### Deskripsi Latihan
Salin ulang seluruh teks sumber tentang aksi tolak RUU di Pemkab Kediri tanpa mengubah satu kata pun.

### Sumber
Dokumentasi aksi tolak RUU Polri, TNI, PERS, dan TAPERA pada saat acara berlangsung
Tepat di hari Rabu, 19 Juni 2024 di Pemkab Kediri terjadi aksi dari sebagian mahasiswa kediri yang menyuarakan pendapat para rakyat atas kebijakan tentang RUU Polri, TNI, dan Pers mereka menolak akan kebijakan itu, mereka menganggap bahwa kebijakan tersebut masyarakat Indonesia menjadi tidak bebas dan kembali ke sistem orde baru yang dipimpim oleh Presiden Soeharto kala itu. Aksi ini dimulai dari pukul 14.00 WIB di depan kantor Pemkab Kediri.

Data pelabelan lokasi
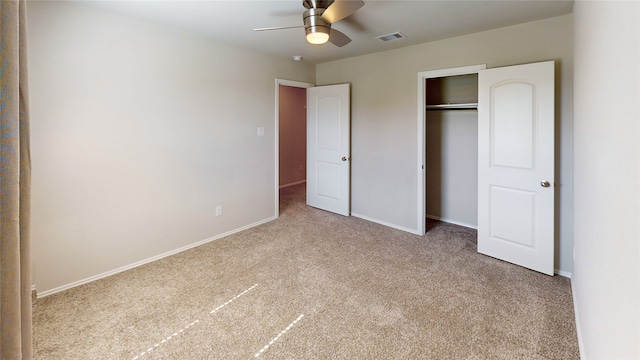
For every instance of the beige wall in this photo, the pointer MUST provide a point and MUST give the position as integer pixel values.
(292, 138)
(138, 132)
(384, 115)
(606, 281)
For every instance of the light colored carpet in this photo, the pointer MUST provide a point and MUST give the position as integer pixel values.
(315, 285)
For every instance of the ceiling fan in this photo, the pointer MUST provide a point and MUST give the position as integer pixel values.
(319, 16)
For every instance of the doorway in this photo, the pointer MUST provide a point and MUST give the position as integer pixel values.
(422, 139)
(290, 130)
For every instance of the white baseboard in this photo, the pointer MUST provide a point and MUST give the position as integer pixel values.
(452, 222)
(412, 231)
(578, 332)
(292, 184)
(563, 273)
(151, 259)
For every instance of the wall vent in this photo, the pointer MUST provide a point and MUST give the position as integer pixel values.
(391, 37)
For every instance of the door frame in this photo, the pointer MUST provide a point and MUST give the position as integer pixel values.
(422, 77)
(291, 83)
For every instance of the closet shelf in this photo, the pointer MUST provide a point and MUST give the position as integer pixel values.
(465, 106)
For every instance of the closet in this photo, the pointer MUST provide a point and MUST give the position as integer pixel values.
(451, 149)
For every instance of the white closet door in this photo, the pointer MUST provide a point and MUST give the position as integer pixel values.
(516, 165)
(328, 148)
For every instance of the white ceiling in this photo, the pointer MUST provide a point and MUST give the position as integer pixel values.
(420, 21)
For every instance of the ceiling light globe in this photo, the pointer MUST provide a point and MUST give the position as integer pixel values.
(317, 35)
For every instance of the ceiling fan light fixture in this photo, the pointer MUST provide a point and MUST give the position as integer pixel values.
(317, 35)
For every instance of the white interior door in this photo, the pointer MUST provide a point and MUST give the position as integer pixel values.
(516, 165)
(328, 148)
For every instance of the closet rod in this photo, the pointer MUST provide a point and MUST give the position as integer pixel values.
(465, 106)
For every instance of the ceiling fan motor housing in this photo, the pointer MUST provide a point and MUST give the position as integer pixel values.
(314, 22)
(317, 4)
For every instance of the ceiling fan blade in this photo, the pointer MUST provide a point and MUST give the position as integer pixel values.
(338, 39)
(279, 28)
(340, 9)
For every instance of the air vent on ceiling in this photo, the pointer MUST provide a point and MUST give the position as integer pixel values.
(391, 37)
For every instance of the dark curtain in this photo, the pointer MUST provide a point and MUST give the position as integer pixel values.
(15, 177)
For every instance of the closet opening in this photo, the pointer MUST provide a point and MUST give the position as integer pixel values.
(451, 149)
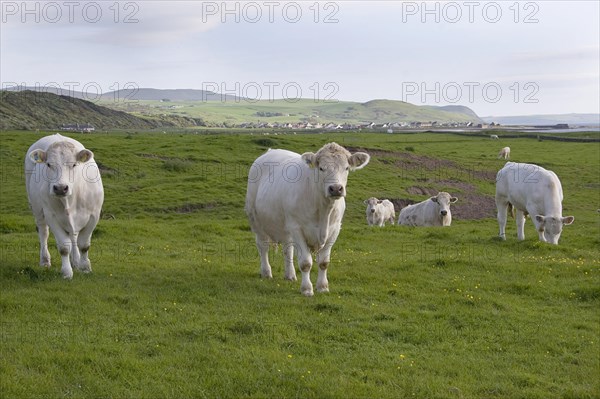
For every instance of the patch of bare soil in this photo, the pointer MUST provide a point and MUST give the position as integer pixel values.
(190, 208)
(471, 205)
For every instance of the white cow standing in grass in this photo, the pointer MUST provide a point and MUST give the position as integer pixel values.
(504, 153)
(379, 212)
(298, 201)
(65, 194)
(531, 190)
(434, 211)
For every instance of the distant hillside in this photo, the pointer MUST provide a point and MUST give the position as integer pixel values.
(168, 94)
(36, 110)
(227, 113)
(150, 108)
(136, 94)
(571, 119)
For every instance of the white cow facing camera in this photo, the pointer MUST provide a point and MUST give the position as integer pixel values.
(299, 201)
(65, 194)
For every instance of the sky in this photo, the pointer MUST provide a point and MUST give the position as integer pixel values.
(496, 57)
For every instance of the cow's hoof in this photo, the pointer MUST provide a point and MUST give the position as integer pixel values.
(85, 267)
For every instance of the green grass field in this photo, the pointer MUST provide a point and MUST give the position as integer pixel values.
(175, 306)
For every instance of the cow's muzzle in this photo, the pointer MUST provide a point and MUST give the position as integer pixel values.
(336, 190)
(60, 190)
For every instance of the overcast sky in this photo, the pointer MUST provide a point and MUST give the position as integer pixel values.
(498, 58)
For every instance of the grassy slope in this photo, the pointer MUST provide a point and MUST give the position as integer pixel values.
(30, 110)
(175, 307)
(339, 112)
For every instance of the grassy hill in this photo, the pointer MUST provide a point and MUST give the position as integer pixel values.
(29, 110)
(231, 112)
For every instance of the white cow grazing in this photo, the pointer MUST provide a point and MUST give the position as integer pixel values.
(65, 193)
(379, 211)
(434, 211)
(298, 201)
(533, 190)
(504, 153)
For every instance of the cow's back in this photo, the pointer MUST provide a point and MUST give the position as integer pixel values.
(525, 185)
(279, 193)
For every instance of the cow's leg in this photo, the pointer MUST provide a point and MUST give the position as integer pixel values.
(539, 226)
(263, 251)
(304, 264)
(64, 244)
(83, 244)
(288, 254)
(43, 233)
(520, 218)
(502, 214)
(75, 253)
(323, 258)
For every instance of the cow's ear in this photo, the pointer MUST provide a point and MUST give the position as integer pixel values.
(38, 156)
(359, 160)
(84, 156)
(310, 158)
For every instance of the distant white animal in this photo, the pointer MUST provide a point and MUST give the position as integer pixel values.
(531, 190)
(504, 153)
(434, 211)
(65, 193)
(298, 201)
(379, 211)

### Jawaban Tertulis
Dokumentasi aksi tolak RUU Polri, TNI, PERS, dan TAPERA pada saat acara berlangsung
Tepat di hari Rabu, 19 Juni 2024 di Pemkab Kediri terjadi aksi dari sebagian mahasiswa kediri yang menyuarakan pendapat para rakyat atas kebijakan tentang RUU Polri, TNI, dan Pers mereka menolak akan kebijakan itu, mereka menganggap bahwa kebijakan tersebut masyarakat Indonesia menjadi tidak bebas dan kembali ke sistem orde baru yang dipimpim oleh Presiden Soeharto kala itu. Aksi ini dimulai dari pukul 14.00 WIB di depan kantor Pemkab Kediri.